What you will do: Change "stone wall" to "brick wall" everywhere in these lines and leave everything else as it is. Write out all the lines again, without the pictures.

Material provided:
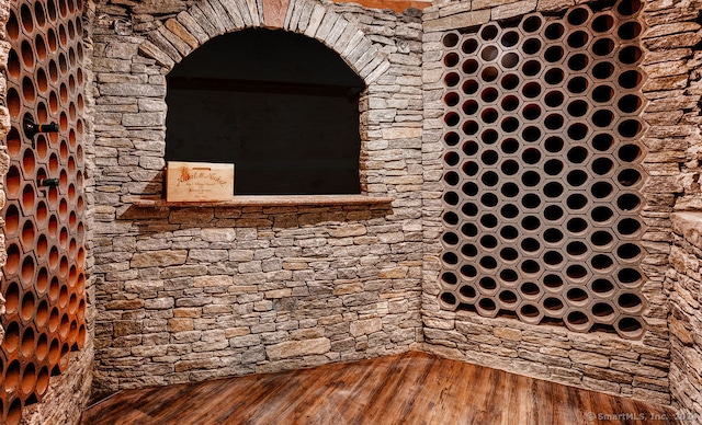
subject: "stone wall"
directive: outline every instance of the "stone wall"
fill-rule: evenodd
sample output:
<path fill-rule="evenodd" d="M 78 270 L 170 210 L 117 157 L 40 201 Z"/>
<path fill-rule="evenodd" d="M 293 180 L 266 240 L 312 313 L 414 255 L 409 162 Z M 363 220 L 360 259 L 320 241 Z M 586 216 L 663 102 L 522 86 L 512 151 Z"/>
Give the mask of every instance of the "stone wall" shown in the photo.
<path fill-rule="evenodd" d="M 271 16 L 242 1 L 129 4 L 98 2 L 94 26 L 94 393 L 421 342 L 420 20 L 301 0 L 269 22 L 321 41 L 364 79 L 362 186 L 392 206 L 156 209 L 132 200 L 161 194 L 165 74 Z"/>
<path fill-rule="evenodd" d="M 555 325 L 528 325 L 514 319 L 484 319 L 474 312 L 448 312 L 438 295 L 442 252 L 441 234 L 441 37 L 454 28 L 476 27 L 489 21 L 511 20 L 539 11 L 563 13 L 571 1 L 463 1 L 424 10 L 423 82 L 424 124 L 424 283 L 422 318 L 426 349 L 539 378 L 646 399 L 669 402 L 670 346 L 667 303 L 663 282 L 668 267 L 671 231 L 669 215 L 681 194 L 699 196 L 697 152 L 700 143 L 700 93 L 694 51 L 702 33 L 695 22 L 699 3 L 644 4 L 647 50 L 642 65 L 647 74 L 643 87 L 648 104 L 643 118 L 649 128 L 642 142 L 647 148 L 644 169 L 648 176 L 642 193 L 646 206 L 642 217 L 648 226 L 642 262 L 647 282 L 642 291 L 648 302 L 644 315 L 648 331 L 639 341 L 627 341 L 603 332 L 579 334 Z M 689 158 L 692 157 L 692 158 Z M 687 166 L 682 179 L 681 165 Z"/>
<path fill-rule="evenodd" d="M 10 50 L 10 44 L 5 42 L 7 32 L 5 32 L 5 21 L 9 16 L 9 5 L 10 2 L 7 0 L 0 0 L 0 38 L 3 41 L 0 42 L 0 68 L 2 72 L 0 73 L 0 87 L 2 88 L 2 93 L 0 96 L 2 97 L 2 106 L 0 107 L 0 134 L 1 138 L 4 140 L 8 131 L 10 130 L 10 115 L 8 113 L 8 108 L 5 107 L 5 76 L 7 76 L 7 65 L 8 65 L 8 53 Z M 90 22 L 92 20 L 92 8 L 89 2 L 86 3 L 86 13 L 84 13 L 84 22 Z M 90 28 L 89 25 L 86 25 L 86 31 L 83 34 L 78 34 L 78 37 L 83 36 L 83 39 L 88 42 L 90 39 Z M 84 74 L 87 76 L 86 80 L 90 80 L 90 43 L 86 43 L 86 59 L 84 59 Z M 92 126 L 92 122 L 90 119 L 90 112 L 92 105 L 92 96 L 90 92 L 86 92 L 86 127 L 87 127 L 87 136 L 86 150 L 90 149 L 92 146 L 92 141 L 90 138 L 90 129 Z M 0 175 L 5 175 L 9 168 L 9 156 L 7 151 L 7 145 L 3 142 L 0 146 Z M 86 174 L 86 193 L 90 193 L 90 175 L 89 171 Z M 5 202 L 5 191 L 4 191 L 4 179 L 0 180 L 0 209 L 3 209 Z M 87 253 L 87 264 L 88 266 L 91 264 L 91 216 L 92 216 L 92 205 L 91 199 L 87 199 L 86 203 L 86 214 L 84 214 L 84 226 L 86 226 L 86 249 Z M 4 229 L 3 229 L 4 230 Z M 7 252 L 4 246 L 4 236 L 0 234 L 0 265 L 4 265 L 7 260 Z M 92 387 L 92 360 L 93 360 L 93 345 L 92 345 L 92 333 L 93 333 L 93 320 L 94 320 L 94 294 L 92 288 L 92 279 L 88 278 L 86 283 L 86 297 L 88 300 L 88 308 L 86 312 L 86 322 L 88 325 L 88 336 L 86 338 L 86 344 L 82 349 L 78 352 L 70 353 L 70 360 L 68 363 L 68 367 L 57 376 L 53 376 L 49 380 L 49 388 L 44 394 L 41 402 L 36 402 L 33 404 L 29 404 L 24 407 L 22 412 L 22 423 L 23 424 L 78 424 L 80 422 L 80 416 L 82 414 L 83 409 L 88 405 L 88 399 L 90 395 L 91 387 Z M 4 313 L 4 299 L 0 294 L 0 314 Z M 0 342 L 2 342 L 2 326 L 0 326 Z M 4 406 L 5 411 L 8 406 Z"/>
<path fill-rule="evenodd" d="M 702 215 L 672 215 L 675 240 L 666 278 L 670 297 L 670 392 L 686 415 L 702 417 Z M 695 417 L 695 416 L 690 416 Z"/>

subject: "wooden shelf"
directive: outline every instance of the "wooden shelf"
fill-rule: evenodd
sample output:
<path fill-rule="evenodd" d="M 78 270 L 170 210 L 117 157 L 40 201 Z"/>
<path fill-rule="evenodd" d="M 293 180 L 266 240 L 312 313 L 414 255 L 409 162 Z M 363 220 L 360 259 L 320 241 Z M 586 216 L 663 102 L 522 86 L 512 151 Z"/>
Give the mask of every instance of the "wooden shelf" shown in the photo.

Written answer:
subject: "brick wall"
directive: outline every instance of the "brick wall"
fill-rule: evenodd
sample output:
<path fill-rule="evenodd" d="M 78 270 L 170 210 L 117 157 L 40 201 Z"/>
<path fill-rule="evenodd" d="M 293 180 L 266 240 L 312 313 L 414 255 L 409 162 Z M 363 220 L 360 259 L 320 241 Z M 586 216 L 663 102 L 522 86 L 512 151 Z"/>
Give the mask of every instance of the "brick wall" shown in the photo.
<path fill-rule="evenodd" d="M 271 16 L 242 1 L 129 4 L 98 2 L 94 26 L 94 393 L 421 342 L 420 20 L 301 0 L 269 22 L 321 41 L 364 79 L 362 186 L 392 206 L 156 209 L 132 200 L 161 194 L 165 74 Z"/>
<path fill-rule="evenodd" d="M 555 325 L 528 325 L 514 319 L 484 319 L 474 312 L 448 312 L 438 295 L 442 252 L 441 234 L 441 37 L 454 28 L 476 27 L 489 21 L 511 20 L 539 11 L 563 13 L 571 1 L 463 1 L 424 10 L 423 82 L 424 124 L 424 283 L 422 318 L 426 349 L 539 378 L 646 399 L 669 402 L 670 346 L 667 303 L 663 282 L 668 267 L 671 231 L 669 215 L 681 194 L 699 196 L 697 152 L 700 143 L 700 93 L 694 51 L 702 33 L 695 22 L 699 3 L 644 4 L 647 50 L 642 65 L 647 74 L 643 87 L 648 104 L 643 118 L 649 128 L 642 142 L 647 148 L 644 169 L 648 176 L 642 193 L 646 206 L 642 217 L 648 226 L 642 262 L 647 282 L 642 291 L 648 302 L 644 315 L 648 331 L 639 341 L 627 341 L 603 332 L 579 334 Z M 689 158 L 692 157 L 692 158 Z M 687 166 L 682 179 L 681 165 Z"/>
<path fill-rule="evenodd" d="M 10 50 L 10 44 L 5 42 L 7 32 L 5 32 L 5 21 L 9 16 L 9 5 L 10 2 L 7 0 L 0 0 L 0 38 L 3 41 L 0 42 L 0 68 L 2 72 L 0 73 L 0 87 L 2 88 L 2 93 L 0 96 L 2 97 L 2 106 L 0 107 L 0 134 L 1 138 L 4 140 L 8 131 L 10 130 L 10 115 L 8 113 L 8 108 L 5 107 L 5 76 L 7 76 L 7 65 L 8 65 L 8 53 Z M 90 22 L 92 20 L 92 8 L 89 2 L 86 3 L 86 13 L 84 13 L 84 22 Z M 90 28 L 89 25 L 86 25 L 86 31 L 83 34 L 78 34 L 78 37 L 83 36 L 83 39 L 88 42 L 90 39 Z M 84 74 L 87 76 L 86 80 L 90 80 L 90 43 L 86 43 L 86 59 L 84 59 Z M 92 126 L 92 122 L 90 119 L 90 112 L 92 105 L 92 96 L 90 92 L 86 92 L 86 127 L 87 127 L 87 136 L 86 150 L 90 149 L 92 146 L 92 141 L 90 138 L 90 129 Z M 0 175 L 5 175 L 9 168 L 9 156 L 7 151 L 7 145 L 3 142 L 0 146 Z M 86 174 L 86 193 L 90 193 L 90 175 L 89 171 Z M 5 202 L 5 191 L 4 191 L 4 179 L 0 180 L 0 209 L 3 209 Z M 87 253 L 87 264 L 88 266 L 91 264 L 91 216 L 92 216 L 92 205 L 91 199 L 87 199 L 86 203 L 86 214 L 84 214 L 84 226 L 86 226 L 86 249 Z M 4 229 L 3 229 L 4 230 Z M 7 252 L 4 246 L 4 236 L 0 234 L 0 265 L 4 265 L 7 260 Z M 92 387 L 92 360 L 93 360 L 93 345 L 92 345 L 92 333 L 93 333 L 93 320 L 94 320 L 94 294 L 92 288 L 92 279 L 88 278 L 86 283 L 86 297 L 88 300 L 88 308 L 86 312 L 86 322 L 88 325 L 88 336 L 86 338 L 86 344 L 82 349 L 78 352 L 70 353 L 70 360 L 68 363 L 68 367 L 57 376 L 53 376 L 49 380 L 49 388 L 44 394 L 41 402 L 36 402 L 33 404 L 29 404 L 24 407 L 22 412 L 22 423 L 23 424 L 78 424 L 80 422 L 80 416 L 82 414 L 83 409 L 88 405 L 88 399 L 90 395 L 91 387 Z M 4 313 L 4 299 L 0 294 L 0 314 Z M 0 342 L 2 342 L 2 326 L 0 326 Z M 4 406 L 5 411 L 8 406 Z"/>
<path fill-rule="evenodd" d="M 702 215 L 672 215 L 675 240 L 666 278 L 670 297 L 670 392 L 686 415 L 702 417 Z M 695 417 L 695 416 L 690 416 Z"/>

subject: "wooden shelf"
directive: outline every instance of the "wooden shelf"
fill-rule: evenodd
sample output:
<path fill-rule="evenodd" d="M 78 270 L 170 210 L 117 157 L 40 201 Z"/>
<path fill-rule="evenodd" d="M 293 180 L 266 240 L 312 313 L 414 255 L 409 162 Z M 363 220 L 360 259 L 320 241 Z M 586 216 L 663 102 L 522 86 L 512 151 Z"/>
Give the mask of every instance of the "wooden shelf" shown in the photo.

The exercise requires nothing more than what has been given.